→ **Extracted entries**:
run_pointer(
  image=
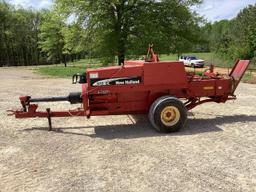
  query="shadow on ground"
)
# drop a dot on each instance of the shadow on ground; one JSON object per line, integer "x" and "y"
{"x": 142, "y": 128}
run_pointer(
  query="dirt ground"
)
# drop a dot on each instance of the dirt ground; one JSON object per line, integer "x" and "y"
{"x": 216, "y": 151}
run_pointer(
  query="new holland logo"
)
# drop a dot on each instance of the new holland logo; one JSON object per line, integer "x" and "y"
{"x": 116, "y": 81}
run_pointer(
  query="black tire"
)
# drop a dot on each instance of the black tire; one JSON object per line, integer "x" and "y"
{"x": 159, "y": 106}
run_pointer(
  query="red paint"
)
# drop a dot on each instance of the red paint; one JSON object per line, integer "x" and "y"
{"x": 157, "y": 79}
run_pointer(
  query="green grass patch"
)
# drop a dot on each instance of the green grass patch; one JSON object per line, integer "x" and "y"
{"x": 210, "y": 58}
{"x": 60, "y": 70}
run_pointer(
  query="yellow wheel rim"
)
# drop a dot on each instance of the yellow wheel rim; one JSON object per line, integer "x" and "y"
{"x": 170, "y": 115}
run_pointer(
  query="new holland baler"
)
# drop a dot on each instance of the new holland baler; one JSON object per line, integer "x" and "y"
{"x": 163, "y": 90}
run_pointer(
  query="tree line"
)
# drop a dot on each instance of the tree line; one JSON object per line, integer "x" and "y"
{"x": 109, "y": 29}
{"x": 233, "y": 39}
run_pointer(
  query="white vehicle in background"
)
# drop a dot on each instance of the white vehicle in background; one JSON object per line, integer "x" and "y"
{"x": 192, "y": 61}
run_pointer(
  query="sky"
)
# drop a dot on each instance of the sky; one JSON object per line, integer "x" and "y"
{"x": 212, "y": 10}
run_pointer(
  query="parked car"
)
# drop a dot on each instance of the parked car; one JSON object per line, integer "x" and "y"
{"x": 192, "y": 61}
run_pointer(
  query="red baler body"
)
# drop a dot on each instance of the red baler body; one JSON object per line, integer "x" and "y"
{"x": 133, "y": 87}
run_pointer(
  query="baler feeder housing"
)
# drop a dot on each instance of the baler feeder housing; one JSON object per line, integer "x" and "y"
{"x": 163, "y": 90}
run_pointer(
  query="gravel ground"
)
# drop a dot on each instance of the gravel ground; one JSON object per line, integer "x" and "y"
{"x": 216, "y": 151}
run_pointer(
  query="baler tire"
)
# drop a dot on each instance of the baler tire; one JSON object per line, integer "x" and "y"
{"x": 157, "y": 108}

→ **Problem to work on**: Print the listing exactly, but skip its pictures.

→ **Written answer**:
run_pointer(
  image=
  query="shadow on ground"
)
# drop a dot on each instance of the shadow on ground; one JSON object per line, integer "x" and "y"
{"x": 142, "y": 128}
run_pointer(
  query="dirt ground"
)
# drop a dot on each instance of the dirt ground; one JSON object per line, integer "x" and "y"
{"x": 216, "y": 151}
run_pointer(
  query="new holland logo"
)
# drop a dot on each instance of the new holland logo; one JSON object per line, integer "x" and "y"
{"x": 116, "y": 81}
run_pointer(
  query="black tire"
)
# drop a dot on each instance of the black tire; one JSON object per line, integer "x" and "y"
{"x": 159, "y": 106}
run_pointer(
  query="red paint"
)
# drop a dot on each instance of the red paint; one JSON object per line, integer "x" and "y"
{"x": 157, "y": 79}
run_pointer(
  query="green grass patch"
)
# drop a dot on each instance of the green grass patch; one JSON object per line, integer "x" and "y"
{"x": 210, "y": 58}
{"x": 60, "y": 70}
run_pointer(
  query="yellow wheel rim"
)
# drop a dot on each instance of the yellow wheel rim; one JSON object per line, integer "x" and "y"
{"x": 170, "y": 115}
run_pointer(
  query="new holland baler"
)
# drop a dot on each instance of the new holland baler; one JSON object per line, integer "x" and "y"
{"x": 163, "y": 90}
run_pointer(
  query="tree line"
)
# drop a dot on each instance of the tree line; one JSON object per line, integer "x" and "y"
{"x": 109, "y": 29}
{"x": 233, "y": 39}
run_pointer(
  query="white vehicle in background"
)
# drop a dot on each instance of the white vehicle in background; one JSON object per line, integer "x" and "y"
{"x": 192, "y": 61}
run_pointer(
  query="sky"
)
# drop a dot on each instance of the sky; one JSON object per line, integer "x" and "y"
{"x": 212, "y": 10}
run_pointer(
  query="parked car"
)
# drop a dot on each instance of the parked car; one JSON object per line, integer "x" and "y"
{"x": 192, "y": 61}
run_pointer(
  query="red baler body"
)
# drop a dot on each instance of the red baler body; one JSON object per line, integer "x" and "y"
{"x": 133, "y": 87}
run_pointer(
  query="baler feeder housing"
)
# drop a dot on each instance of the baler feeder housing; one JSON object per line, integer "x" and "y"
{"x": 163, "y": 90}
run_pointer(
  query="gravel ground"
)
# drop a dot on each instance of the gravel ground; one JSON object per line, integer "x" and "y"
{"x": 216, "y": 151}
run_pointer(
  query="baler tire"
)
# drop a dot on each instance of the baler tire; one JSON object per line, integer "x" and "y"
{"x": 157, "y": 108}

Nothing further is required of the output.